──────── Data under study ────────
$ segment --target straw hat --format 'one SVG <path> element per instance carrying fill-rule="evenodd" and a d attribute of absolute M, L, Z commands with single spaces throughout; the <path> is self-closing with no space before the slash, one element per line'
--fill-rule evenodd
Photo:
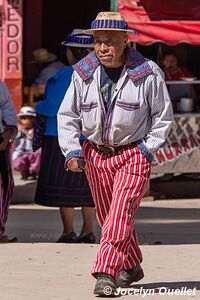
<path fill-rule="evenodd" d="M 98 30 L 116 30 L 137 34 L 136 30 L 128 28 L 128 22 L 124 20 L 122 14 L 112 11 L 98 13 L 96 19 L 91 23 L 91 28 L 84 32 L 94 34 Z"/>
<path fill-rule="evenodd" d="M 48 52 L 45 48 L 38 48 L 33 51 L 34 59 L 29 63 L 44 63 L 44 62 L 51 62 L 57 59 L 57 56 L 53 53 Z"/>
<path fill-rule="evenodd" d="M 83 30 L 74 29 L 61 44 L 68 47 L 93 48 L 93 36 L 83 33 Z"/>

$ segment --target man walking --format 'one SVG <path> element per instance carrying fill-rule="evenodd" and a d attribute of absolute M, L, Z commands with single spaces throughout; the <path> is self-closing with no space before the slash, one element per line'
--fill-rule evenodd
<path fill-rule="evenodd" d="M 106 295 L 109 287 L 112 295 L 144 276 L 135 213 L 173 112 L 162 71 L 127 45 L 135 32 L 120 13 L 99 13 L 85 32 L 94 35 L 94 52 L 73 66 L 58 112 L 59 143 L 68 169 L 82 172 L 80 160 L 86 162 L 102 227 L 94 293 Z"/>

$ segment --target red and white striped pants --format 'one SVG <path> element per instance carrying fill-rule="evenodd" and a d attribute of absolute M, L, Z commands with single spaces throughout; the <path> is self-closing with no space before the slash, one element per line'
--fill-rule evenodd
<path fill-rule="evenodd" d="M 117 278 L 122 269 L 132 269 L 142 262 L 134 219 L 149 180 L 151 163 L 136 144 L 125 146 L 113 155 L 98 151 L 85 141 L 83 153 L 102 227 L 92 274 L 102 272 Z"/>

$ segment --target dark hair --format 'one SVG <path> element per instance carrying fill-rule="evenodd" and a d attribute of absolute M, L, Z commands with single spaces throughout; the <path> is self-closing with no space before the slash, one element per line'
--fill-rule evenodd
<path fill-rule="evenodd" d="M 69 47 L 71 50 L 75 60 L 79 61 L 83 57 L 85 57 L 87 54 L 89 54 L 91 51 L 93 51 L 92 48 L 79 48 L 79 47 Z"/>
<path fill-rule="evenodd" d="M 168 56 L 168 55 L 173 55 L 176 57 L 176 59 L 178 60 L 177 54 L 174 50 L 168 49 L 163 53 L 163 59 Z"/>

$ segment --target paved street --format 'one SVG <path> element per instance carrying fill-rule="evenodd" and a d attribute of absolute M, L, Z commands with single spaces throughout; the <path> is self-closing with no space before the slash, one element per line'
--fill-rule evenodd
<path fill-rule="evenodd" d="M 75 224 L 79 233 L 79 209 Z M 200 199 L 143 201 L 136 227 L 145 278 L 134 290 L 122 290 L 120 299 L 200 299 Z M 0 247 L 2 300 L 100 298 L 93 296 L 95 280 L 90 276 L 99 245 L 56 244 L 61 231 L 58 209 L 11 206 L 7 232 L 19 243 Z M 97 222 L 95 234 L 99 241 Z M 175 289 L 182 294 L 174 294 Z M 187 291 L 191 295 L 184 295 Z"/>

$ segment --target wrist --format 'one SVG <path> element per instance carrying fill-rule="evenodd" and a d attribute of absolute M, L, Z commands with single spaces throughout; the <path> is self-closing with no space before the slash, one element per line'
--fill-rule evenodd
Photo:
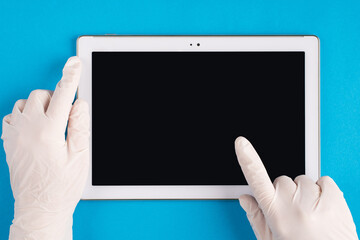
<path fill-rule="evenodd" d="M 17 209 L 9 240 L 72 240 L 73 211 Z"/>

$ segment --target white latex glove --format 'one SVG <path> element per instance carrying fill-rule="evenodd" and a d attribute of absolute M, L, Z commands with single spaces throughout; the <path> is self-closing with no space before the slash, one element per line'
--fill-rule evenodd
<path fill-rule="evenodd" d="M 343 193 L 330 177 L 322 177 L 315 183 L 305 175 L 294 181 L 281 176 L 271 183 L 248 140 L 237 138 L 235 149 L 254 195 L 241 196 L 240 205 L 257 239 L 358 239 Z"/>
<path fill-rule="evenodd" d="M 72 239 L 72 216 L 89 165 L 88 105 L 79 99 L 72 105 L 80 73 L 79 58 L 71 57 L 54 93 L 31 92 L 3 119 L 15 198 L 11 240 Z"/>

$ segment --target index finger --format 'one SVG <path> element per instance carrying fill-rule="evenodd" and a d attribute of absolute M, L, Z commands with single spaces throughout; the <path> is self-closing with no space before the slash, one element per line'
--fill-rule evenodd
<path fill-rule="evenodd" d="M 80 74 L 80 59 L 76 56 L 69 58 L 64 66 L 63 76 L 56 85 L 56 89 L 46 110 L 48 117 L 60 119 L 66 124 L 79 85 Z"/>
<path fill-rule="evenodd" d="M 262 209 L 267 209 L 274 198 L 275 188 L 251 143 L 244 137 L 235 140 L 235 151 L 241 170 L 256 201 Z"/>

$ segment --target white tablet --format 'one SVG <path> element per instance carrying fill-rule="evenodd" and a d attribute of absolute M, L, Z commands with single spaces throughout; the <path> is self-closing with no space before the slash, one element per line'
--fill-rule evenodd
<path fill-rule="evenodd" d="M 83 199 L 236 199 L 234 140 L 272 180 L 320 175 L 315 36 L 81 36 L 90 104 Z"/>

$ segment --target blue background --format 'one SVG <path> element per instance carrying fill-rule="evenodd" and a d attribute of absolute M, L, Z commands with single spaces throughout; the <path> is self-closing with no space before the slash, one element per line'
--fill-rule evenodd
<path fill-rule="evenodd" d="M 360 228 L 359 12 L 358 0 L 1 0 L 0 114 L 10 113 L 33 89 L 54 89 L 66 59 L 76 54 L 79 35 L 317 35 L 322 175 L 338 183 Z M 0 151 L 0 239 L 7 238 L 12 216 L 8 168 Z M 236 200 L 81 201 L 74 239 L 255 237 Z"/>

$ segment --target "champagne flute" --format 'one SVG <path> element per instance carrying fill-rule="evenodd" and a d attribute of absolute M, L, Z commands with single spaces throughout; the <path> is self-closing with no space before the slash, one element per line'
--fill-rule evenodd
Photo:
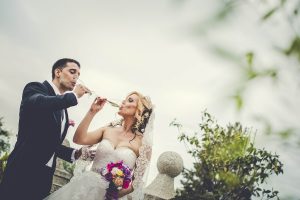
────────
[Your task] The required answer is the material repeated exactly, with no images in it.

[Response to the task]
$ segment --target straw hat --format 'one SVG <path> element per instance carrying fill-rule="evenodd" and a d attribute of absolute M, L, Z commands with single spaces throughout; the <path> is self-closing with no space before the slash, one element per line'
--fill-rule evenodd
Photo:
<path fill-rule="evenodd" d="M 98 30 L 116 30 L 137 34 L 136 30 L 128 28 L 128 22 L 124 20 L 122 14 L 112 11 L 98 13 L 96 19 L 91 23 L 91 28 L 84 32 L 94 34 Z"/>
<path fill-rule="evenodd" d="M 48 52 L 45 48 L 38 48 L 33 51 L 34 59 L 29 63 L 44 63 L 44 62 L 51 62 L 57 59 L 57 56 L 53 53 Z"/>
<path fill-rule="evenodd" d="M 83 30 L 74 29 L 61 44 L 68 47 L 93 48 L 93 36 L 83 33 Z"/>

$ segment --target man walking --format 'one SVG <path> element per instance carrying fill-rule="evenodd" and a d attribute of absolute M, L, Z commands with single spaces throughout; the <path> is self-closing with no space before the slash, one element per line'
--fill-rule evenodd
<path fill-rule="evenodd" d="M 106 295 L 109 287 L 112 295 L 144 276 L 135 213 L 173 112 L 162 71 L 127 45 L 135 32 L 120 13 L 99 13 L 85 32 L 94 35 L 94 52 L 73 66 L 58 112 L 59 143 L 68 169 L 82 172 L 80 160 L 86 162 L 102 227 L 94 293 Z"/>

$ segment --target red and white striped pants --format 'one SVG <path> element per instance carrying fill-rule="evenodd" and a d attribute of absolute M, L, Z commands with single spaces throughout; the <path> is self-closing with no space before the slash, one element per line'
--fill-rule evenodd
<path fill-rule="evenodd" d="M 117 278 L 122 269 L 132 269 L 142 262 L 134 219 L 149 180 L 151 163 L 136 144 L 125 146 L 113 155 L 98 151 L 85 141 L 83 153 L 102 227 L 92 274 L 102 272 Z"/>

$ segment --target dark hair --format 'one SVG <path> element per instance carrying fill-rule="evenodd" and a d attribute of absolute M, L, Z commands with single spaces throughout; the <path> is self-closing with no space before the slash, one element per line'
--fill-rule evenodd
<path fill-rule="evenodd" d="M 69 47 L 71 50 L 75 60 L 79 61 L 83 57 L 85 57 L 87 54 L 89 54 L 91 51 L 93 51 L 92 48 L 79 48 L 79 47 Z"/>
<path fill-rule="evenodd" d="M 168 56 L 168 55 L 173 55 L 176 57 L 176 59 L 178 60 L 177 54 L 174 50 L 168 49 L 163 53 L 163 59 Z"/>

$ segment --target paved street --format 'one SVG <path> element per instance carrying fill-rule="evenodd" and a d attribute of absolute M, L, Z commands with single spaces throughout; the <path> is self-closing with no space before the slash, one element per line'
--fill-rule evenodd
<path fill-rule="evenodd" d="M 75 224 L 79 233 L 79 209 Z M 200 199 L 143 201 L 136 227 L 145 278 L 134 290 L 122 290 L 120 299 L 200 299 Z M 0 247 L 2 300 L 100 298 L 93 296 L 95 280 L 90 276 L 99 245 L 56 244 L 61 231 L 58 209 L 11 206 L 7 232 L 19 243 Z M 97 222 L 95 234 L 99 241 Z M 175 289 L 182 294 L 174 294 Z M 187 291 L 191 295 L 184 295 Z"/>

$ segment --target wrist --format 'one SVG <path> element per instance carrying fill-rule="evenodd" and a d attribute of absolute M, L, Z commands with single spaces throughout; the <path> is self-closing with no space before the slash, one element per line'
--fill-rule evenodd
Photo:
<path fill-rule="evenodd" d="M 17 209 L 9 240 L 72 240 L 73 211 Z"/>

$ segment --target white latex glove --format 'one SVG <path> element per instance carrying fill-rule="evenodd" and a d attribute of absolute M, L, Z commands with single spaces throughout; the <path> is self-closing with no space before the slash, one element per line'
--fill-rule evenodd
<path fill-rule="evenodd" d="M 343 193 L 330 177 L 322 177 L 315 183 L 305 175 L 294 181 L 281 176 L 271 183 L 248 140 L 237 138 L 235 149 L 254 195 L 241 196 L 240 205 L 257 239 L 358 239 Z"/>
<path fill-rule="evenodd" d="M 72 239 L 72 216 L 89 165 L 88 105 L 79 99 L 72 105 L 80 73 L 79 58 L 71 57 L 54 93 L 31 92 L 3 119 L 15 198 L 11 240 Z"/>

$ segment --target index finger --format 'one SVG <path> element per instance carrying fill-rule="evenodd" and a d attribute of absolute M, L, Z commands with single spaces throughout; the <path> is self-closing with no space before the slash, one element per line'
--fill-rule evenodd
<path fill-rule="evenodd" d="M 80 74 L 80 59 L 76 56 L 69 58 L 64 66 L 63 76 L 56 85 L 56 89 L 46 110 L 48 117 L 60 119 L 66 124 L 79 85 Z"/>
<path fill-rule="evenodd" d="M 262 209 L 267 209 L 274 198 L 275 188 L 251 143 L 244 137 L 235 140 L 235 151 L 241 170 L 256 201 Z"/>

$ segment --target white tablet --format 'one SVG <path> element per instance carrying fill-rule="evenodd" and a d attribute of absolute M, L, Z commands with single spaces throughout; the <path> is self-closing with no space before the slash, one element per line'
--fill-rule evenodd
<path fill-rule="evenodd" d="M 83 199 L 236 199 L 234 140 L 272 180 L 320 175 L 315 36 L 81 36 L 90 104 Z"/>

$ segment --target blue background --format 'one SVG <path> element per instance carrying fill-rule="evenodd" and a d attribute of absolute M, L, Z commands with single spaces throughout; the <path> is self-closing with no space before the slash, one element per line'
--fill-rule evenodd
<path fill-rule="evenodd" d="M 360 228 L 359 12 L 358 0 L 1 0 L 0 114 L 10 113 L 33 89 L 54 89 L 66 59 L 76 54 L 79 35 L 317 35 L 322 175 L 338 183 Z M 0 151 L 0 239 L 7 238 L 12 216 L 8 168 Z M 236 200 L 81 201 L 74 239 L 255 237 Z"/>

$ segment --target "champagne flute" --format 'one SVG <path> element per instance carrying fill-rule="evenodd" and a d attribute of absolute M, L, Z commands with single spaces throughout; the <path> is self-closing with no space before the slash, one element per line'
--fill-rule evenodd
Photo:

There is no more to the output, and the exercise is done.